(Stored data entries)
===============

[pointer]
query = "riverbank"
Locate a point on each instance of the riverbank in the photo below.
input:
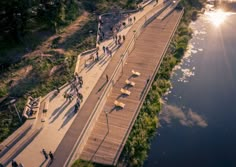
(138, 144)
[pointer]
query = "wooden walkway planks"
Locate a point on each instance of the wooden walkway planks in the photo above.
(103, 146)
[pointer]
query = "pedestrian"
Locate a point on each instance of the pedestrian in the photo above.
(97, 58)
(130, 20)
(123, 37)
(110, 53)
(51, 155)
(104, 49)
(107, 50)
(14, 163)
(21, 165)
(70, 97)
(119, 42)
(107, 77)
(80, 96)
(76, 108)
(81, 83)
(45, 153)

===============

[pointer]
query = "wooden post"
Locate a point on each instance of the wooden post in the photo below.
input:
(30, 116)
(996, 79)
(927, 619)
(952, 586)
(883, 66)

===============

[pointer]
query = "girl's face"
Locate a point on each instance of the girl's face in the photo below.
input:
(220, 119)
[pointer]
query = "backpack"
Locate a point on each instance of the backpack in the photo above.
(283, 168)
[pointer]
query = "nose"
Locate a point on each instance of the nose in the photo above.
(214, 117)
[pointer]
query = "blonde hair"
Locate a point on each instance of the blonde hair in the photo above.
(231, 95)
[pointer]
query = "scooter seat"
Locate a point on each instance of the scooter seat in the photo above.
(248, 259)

===============

What the task asks: Check every line of the records above for the string "query". Copy those that hold it.

Reply:
query = "riverbank"
query = "wooden walkway planks"
query = "pedestrian"
query = "wooden post"
query = "girl's face"
query = "backpack"
query = "nose"
query = "blonde hair"
query = "scooter seat"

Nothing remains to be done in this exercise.